Stored dataset items:
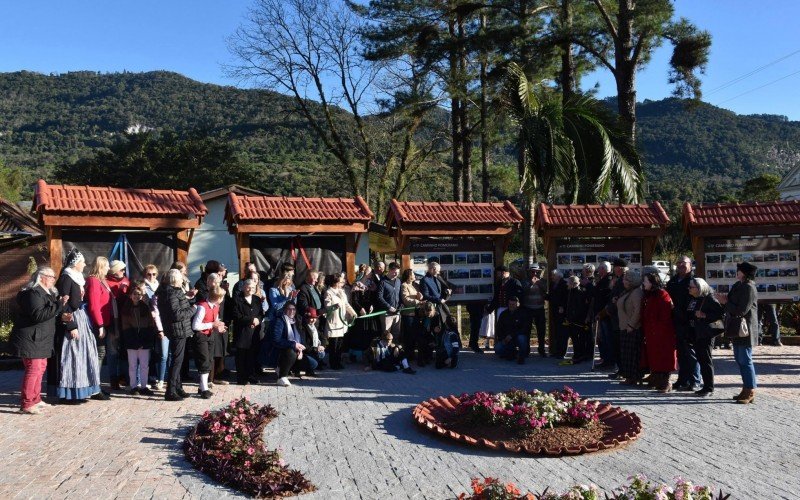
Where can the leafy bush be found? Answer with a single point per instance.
(528, 411)
(227, 445)
(638, 488)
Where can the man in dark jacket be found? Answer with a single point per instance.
(513, 332)
(389, 299)
(601, 295)
(557, 301)
(33, 334)
(678, 289)
(176, 314)
(506, 287)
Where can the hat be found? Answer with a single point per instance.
(116, 266)
(747, 268)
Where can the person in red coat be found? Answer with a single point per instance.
(659, 334)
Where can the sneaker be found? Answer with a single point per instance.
(170, 396)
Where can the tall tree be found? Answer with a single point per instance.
(630, 30)
(575, 146)
(310, 49)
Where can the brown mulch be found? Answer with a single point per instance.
(557, 437)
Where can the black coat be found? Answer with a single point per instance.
(176, 312)
(513, 323)
(243, 314)
(305, 299)
(35, 324)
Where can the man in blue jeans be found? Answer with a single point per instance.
(678, 289)
(513, 332)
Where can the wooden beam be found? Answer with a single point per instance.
(115, 222)
(298, 228)
(620, 232)
(55, 248)
(457, 232)
(182, 248)
(350, 257)
(736, 231)
(243, 249)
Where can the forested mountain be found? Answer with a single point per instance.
(697, 152)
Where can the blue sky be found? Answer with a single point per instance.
(188, 36)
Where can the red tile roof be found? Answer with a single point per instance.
(90, 200)
(15, 221)
(454, 212)
(747, 214)
(242, 209)
(573, 216)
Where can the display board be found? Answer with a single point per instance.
(467, 264)
(572, 254)
(777, 278)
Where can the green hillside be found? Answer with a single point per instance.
(697, 153)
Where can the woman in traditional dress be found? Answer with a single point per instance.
(338, 313)
(659, 334)
(79, 377)
(629, 308)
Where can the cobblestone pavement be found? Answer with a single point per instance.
(351, 433)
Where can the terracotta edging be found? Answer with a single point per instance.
(624, 427)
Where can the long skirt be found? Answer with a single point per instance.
(630, 346)
(80, 369)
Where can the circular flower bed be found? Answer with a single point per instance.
(534, 422)
(227, 444)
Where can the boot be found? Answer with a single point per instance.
(749, 396)
(662, 383)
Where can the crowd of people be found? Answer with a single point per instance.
(641, 326)
(147, 331)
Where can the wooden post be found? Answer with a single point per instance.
(182, 253)
(350, 257)
(55, 248)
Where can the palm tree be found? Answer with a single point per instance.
(574, 148)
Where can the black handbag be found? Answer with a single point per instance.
(736, 327)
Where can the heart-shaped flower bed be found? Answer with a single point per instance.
(228, 445)
(537, 423)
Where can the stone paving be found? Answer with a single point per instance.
(351, 433)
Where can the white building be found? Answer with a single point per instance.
(790, 185)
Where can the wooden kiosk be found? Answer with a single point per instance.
(322, 233)
(147, 225)
(765, 234)
(468, 239)
(575, 235)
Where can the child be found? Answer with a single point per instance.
(138, 335)
(388, 357)
(430, 327)
(313, 339)
(448, 345)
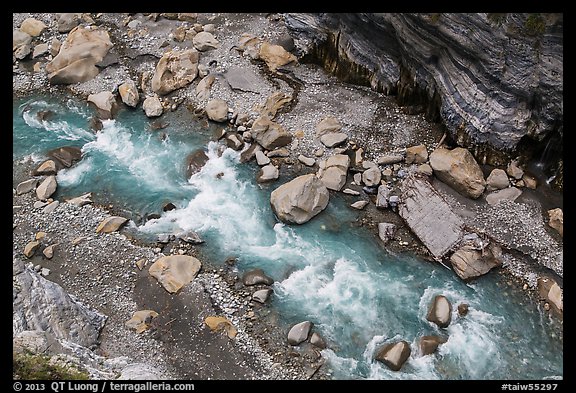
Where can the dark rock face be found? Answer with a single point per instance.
(495, 80)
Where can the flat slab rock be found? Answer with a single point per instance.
(429, 216)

What is needed: Could you rewrite the items from the line containing "Where can the flat" through the end of the items, renaming "flat slab rock" to "flat stone slab" and leaving everything else unchanged?

Final answer:
Where can the flat stone slab be found? Answer with a single point per instance.
(429, 216)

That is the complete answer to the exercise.